Work item. Extend the article on how AT&T and Verizon are scaling AI by writing what comes after its final sentence.

BEGIN Page text

As operators move on from the first phase of GenAI, executives from AT&T and Verizon discuss the importance of scaling AI usage and the foundations they have put in place to do so.
How AT&T and Verizon are scaling AI
AT&T and Verizon have learned much since they first rolled up their sleeves to evaluate the business value of GenAI more than two years ago, as executives from AT&T and Verizon discussed during keynotes at TM Forum’s Innovate Americas.
One important lesson is that AI has shown its worth in pilots. Making it scale, however, can be another matter.
Within the industry “we see a challenge, a big chasm in terms of shifting from successful pilots ... and then on the other side, operationalizing at scale,” says Sudharsan Srinivasan, Senior Vice President, Technology, Security, Governance & Infrastructure Verizon, during his presentation at Innovate Americas.
And as Andy Markus, Chief Data Officer, AT&T points out during his discussion with Nik Willetts, CEO, TM Forum: “It's hard to get value unless you truly achieve scale.”

END Page text
BEGIN Supplied entries

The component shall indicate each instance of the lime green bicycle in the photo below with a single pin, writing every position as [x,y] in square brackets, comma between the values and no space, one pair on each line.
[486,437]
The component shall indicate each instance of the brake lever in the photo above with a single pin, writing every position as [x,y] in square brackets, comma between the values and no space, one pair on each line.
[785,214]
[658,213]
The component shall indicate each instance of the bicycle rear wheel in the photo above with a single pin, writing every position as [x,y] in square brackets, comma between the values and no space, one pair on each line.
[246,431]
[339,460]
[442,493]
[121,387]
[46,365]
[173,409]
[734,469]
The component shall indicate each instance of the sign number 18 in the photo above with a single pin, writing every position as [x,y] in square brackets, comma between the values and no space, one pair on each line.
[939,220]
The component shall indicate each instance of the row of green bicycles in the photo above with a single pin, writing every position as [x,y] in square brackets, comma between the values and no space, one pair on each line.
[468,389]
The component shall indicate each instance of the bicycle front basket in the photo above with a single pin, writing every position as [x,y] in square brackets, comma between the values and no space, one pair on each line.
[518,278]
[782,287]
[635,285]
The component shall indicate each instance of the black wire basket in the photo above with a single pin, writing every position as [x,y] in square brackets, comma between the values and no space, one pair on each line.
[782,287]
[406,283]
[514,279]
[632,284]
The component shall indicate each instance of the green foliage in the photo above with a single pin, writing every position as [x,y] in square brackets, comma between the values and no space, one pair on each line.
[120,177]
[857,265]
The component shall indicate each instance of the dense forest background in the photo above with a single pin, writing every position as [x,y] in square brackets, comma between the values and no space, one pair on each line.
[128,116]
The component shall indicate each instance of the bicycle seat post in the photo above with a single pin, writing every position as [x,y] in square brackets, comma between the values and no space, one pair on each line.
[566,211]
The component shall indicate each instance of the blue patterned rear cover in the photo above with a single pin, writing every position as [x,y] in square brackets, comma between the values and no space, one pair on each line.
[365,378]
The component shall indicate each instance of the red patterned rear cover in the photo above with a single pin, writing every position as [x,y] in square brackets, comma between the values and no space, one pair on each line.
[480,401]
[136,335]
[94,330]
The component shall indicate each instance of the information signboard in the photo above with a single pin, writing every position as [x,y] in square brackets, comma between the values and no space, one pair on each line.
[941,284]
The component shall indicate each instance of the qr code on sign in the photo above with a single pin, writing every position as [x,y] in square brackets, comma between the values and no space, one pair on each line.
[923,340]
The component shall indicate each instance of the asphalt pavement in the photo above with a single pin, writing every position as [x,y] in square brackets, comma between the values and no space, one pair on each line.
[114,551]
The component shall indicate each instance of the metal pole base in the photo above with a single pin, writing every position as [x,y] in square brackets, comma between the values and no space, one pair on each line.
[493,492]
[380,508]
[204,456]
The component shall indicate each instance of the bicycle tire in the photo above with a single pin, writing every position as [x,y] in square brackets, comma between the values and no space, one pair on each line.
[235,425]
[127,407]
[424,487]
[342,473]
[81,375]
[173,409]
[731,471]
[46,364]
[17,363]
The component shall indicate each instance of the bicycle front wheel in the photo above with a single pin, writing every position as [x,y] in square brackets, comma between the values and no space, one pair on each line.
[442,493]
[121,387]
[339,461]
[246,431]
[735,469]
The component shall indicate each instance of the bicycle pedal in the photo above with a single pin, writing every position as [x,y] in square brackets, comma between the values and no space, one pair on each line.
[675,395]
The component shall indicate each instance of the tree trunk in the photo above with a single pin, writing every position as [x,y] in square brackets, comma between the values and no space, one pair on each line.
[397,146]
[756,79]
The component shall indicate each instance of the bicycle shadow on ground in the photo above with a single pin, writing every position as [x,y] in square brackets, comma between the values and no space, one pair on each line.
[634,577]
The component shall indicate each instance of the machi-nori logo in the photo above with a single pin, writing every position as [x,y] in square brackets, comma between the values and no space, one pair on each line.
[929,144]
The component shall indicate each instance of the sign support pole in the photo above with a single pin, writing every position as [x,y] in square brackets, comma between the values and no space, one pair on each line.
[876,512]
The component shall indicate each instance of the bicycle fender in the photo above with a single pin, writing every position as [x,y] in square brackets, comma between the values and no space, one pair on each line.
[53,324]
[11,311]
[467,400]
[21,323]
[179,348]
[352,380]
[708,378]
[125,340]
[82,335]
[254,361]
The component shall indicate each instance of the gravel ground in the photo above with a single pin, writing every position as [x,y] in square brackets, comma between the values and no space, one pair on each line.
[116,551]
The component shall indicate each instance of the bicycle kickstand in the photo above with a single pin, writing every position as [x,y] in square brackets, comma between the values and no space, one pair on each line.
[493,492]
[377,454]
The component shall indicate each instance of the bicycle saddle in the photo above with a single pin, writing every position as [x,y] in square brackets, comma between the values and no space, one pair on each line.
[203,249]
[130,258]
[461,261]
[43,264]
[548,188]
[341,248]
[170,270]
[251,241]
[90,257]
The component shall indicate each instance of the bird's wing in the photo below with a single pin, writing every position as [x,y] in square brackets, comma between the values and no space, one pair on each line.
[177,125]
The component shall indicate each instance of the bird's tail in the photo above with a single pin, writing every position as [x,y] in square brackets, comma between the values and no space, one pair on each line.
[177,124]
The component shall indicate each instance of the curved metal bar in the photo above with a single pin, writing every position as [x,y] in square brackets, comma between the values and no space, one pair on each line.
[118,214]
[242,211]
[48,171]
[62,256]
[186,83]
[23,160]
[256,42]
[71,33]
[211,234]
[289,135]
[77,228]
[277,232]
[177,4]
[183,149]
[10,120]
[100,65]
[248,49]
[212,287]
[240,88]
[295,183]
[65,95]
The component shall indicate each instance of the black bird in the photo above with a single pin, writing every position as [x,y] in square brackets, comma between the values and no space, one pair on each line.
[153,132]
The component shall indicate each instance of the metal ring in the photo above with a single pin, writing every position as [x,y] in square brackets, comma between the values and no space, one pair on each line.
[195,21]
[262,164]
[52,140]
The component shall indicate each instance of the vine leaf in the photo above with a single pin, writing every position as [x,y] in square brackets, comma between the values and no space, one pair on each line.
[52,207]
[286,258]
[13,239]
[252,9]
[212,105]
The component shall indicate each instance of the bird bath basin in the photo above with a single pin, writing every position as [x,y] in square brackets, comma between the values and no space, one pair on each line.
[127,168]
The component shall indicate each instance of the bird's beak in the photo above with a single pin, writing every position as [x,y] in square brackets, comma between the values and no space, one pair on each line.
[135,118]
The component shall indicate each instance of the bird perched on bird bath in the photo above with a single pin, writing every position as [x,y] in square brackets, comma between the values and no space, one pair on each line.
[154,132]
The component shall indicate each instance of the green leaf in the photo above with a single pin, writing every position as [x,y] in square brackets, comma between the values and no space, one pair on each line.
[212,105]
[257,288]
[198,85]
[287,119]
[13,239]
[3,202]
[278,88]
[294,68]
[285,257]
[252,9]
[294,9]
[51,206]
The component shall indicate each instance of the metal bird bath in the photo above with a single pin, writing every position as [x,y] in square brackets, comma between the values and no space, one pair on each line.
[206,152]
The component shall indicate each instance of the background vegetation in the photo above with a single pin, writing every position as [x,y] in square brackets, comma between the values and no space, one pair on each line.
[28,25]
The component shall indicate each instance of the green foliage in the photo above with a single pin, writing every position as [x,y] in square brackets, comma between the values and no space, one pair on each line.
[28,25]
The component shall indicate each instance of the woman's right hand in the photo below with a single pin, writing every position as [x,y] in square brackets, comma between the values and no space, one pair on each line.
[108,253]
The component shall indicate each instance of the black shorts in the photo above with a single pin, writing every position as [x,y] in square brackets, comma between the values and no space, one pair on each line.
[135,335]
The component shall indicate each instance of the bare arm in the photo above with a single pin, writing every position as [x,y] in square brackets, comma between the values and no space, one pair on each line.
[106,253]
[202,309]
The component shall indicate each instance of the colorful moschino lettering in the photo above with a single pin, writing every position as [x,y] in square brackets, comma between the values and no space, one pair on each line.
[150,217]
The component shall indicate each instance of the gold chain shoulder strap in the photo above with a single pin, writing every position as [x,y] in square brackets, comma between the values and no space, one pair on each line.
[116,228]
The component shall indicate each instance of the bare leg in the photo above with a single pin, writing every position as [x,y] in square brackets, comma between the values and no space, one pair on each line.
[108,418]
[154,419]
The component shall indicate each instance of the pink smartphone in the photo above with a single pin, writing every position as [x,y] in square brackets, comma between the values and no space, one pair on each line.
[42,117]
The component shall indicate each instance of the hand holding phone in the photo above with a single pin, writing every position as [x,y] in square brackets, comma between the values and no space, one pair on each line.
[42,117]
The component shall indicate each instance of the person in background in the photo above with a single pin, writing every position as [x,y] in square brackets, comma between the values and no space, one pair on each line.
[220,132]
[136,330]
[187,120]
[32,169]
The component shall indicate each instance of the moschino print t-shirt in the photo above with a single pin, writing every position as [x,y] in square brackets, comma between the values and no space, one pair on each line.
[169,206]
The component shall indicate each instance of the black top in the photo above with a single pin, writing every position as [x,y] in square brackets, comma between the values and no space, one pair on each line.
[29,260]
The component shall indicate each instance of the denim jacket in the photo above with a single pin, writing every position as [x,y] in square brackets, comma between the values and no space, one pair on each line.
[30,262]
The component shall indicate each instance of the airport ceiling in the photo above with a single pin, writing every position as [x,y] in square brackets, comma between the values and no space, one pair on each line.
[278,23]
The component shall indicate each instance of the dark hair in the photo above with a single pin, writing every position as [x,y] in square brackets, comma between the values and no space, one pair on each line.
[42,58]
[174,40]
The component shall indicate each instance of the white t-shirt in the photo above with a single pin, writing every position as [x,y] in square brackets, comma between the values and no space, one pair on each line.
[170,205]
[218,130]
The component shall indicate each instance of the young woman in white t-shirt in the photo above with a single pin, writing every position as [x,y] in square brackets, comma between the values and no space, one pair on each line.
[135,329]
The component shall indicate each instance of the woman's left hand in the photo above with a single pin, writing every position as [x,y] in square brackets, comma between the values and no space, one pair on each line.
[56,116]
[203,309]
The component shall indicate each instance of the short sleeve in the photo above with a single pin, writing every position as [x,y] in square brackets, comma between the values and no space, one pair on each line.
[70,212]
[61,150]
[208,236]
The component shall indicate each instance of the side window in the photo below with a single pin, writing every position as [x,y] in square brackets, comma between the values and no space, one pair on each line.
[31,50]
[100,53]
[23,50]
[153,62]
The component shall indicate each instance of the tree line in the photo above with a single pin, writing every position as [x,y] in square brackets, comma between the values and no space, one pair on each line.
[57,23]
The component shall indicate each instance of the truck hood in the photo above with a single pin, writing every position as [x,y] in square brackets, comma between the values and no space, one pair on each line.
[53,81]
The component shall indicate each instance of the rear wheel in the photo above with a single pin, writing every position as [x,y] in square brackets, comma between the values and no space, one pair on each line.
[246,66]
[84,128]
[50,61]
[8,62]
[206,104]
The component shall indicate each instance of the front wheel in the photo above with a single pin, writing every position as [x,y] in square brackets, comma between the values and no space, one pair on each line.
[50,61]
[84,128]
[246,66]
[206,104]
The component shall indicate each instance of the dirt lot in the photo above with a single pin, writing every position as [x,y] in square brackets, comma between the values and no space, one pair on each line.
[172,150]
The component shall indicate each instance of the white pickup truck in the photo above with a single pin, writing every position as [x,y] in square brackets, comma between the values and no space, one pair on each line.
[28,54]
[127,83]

END Supplied entries

Response to this task.
Both AT&T and Verizon have built internal AI platforms, which have delivered operational benefits and helped identify pitfalls. It's a route other large telcos have taken. Orange, for example, built Live Intelligence as an internal platform to avoid the mushrooming use of shadow GenAI applications. It proved to be such a popular problem-solving and optimization tool with 60,000 of Orange’s employees that the company made it a commercial product.
AT&T’s GenAI and agentic AI platform is called Ask AT&T and more than 100,000 users across the company have access to the tool, according to Markus.
“There are over 750 million API calls to the system, driving the things that truly matter. We're doing it at a scale where now we're probably averaging about 5 billion tokens a day,” said Markus.
Success, however, can come with a price. “At that scale, using commercial LLMs (large language models) becomes a little bit daunting,” pointed out Markus.
During the early days of GenAI experimentation the emphasis was on making the technology work. However, as the company progressed “we really started focusing on cost. How do we drive cost down and become more efficient? How do we move to the SLM (small language model) approach over an LLM approach?”
AT&T now uses proprietary knowledge to accurately fine tune SLMs and “when we do that, we're seeing almost a 90% reduction in cost,” stated Markus.
The company also carefully calculates ROI for use cases. “We estimate the compute, the token cost, and the data storage as part of that business case … so we're looking at a fully encompassed ROI,” explained Markus.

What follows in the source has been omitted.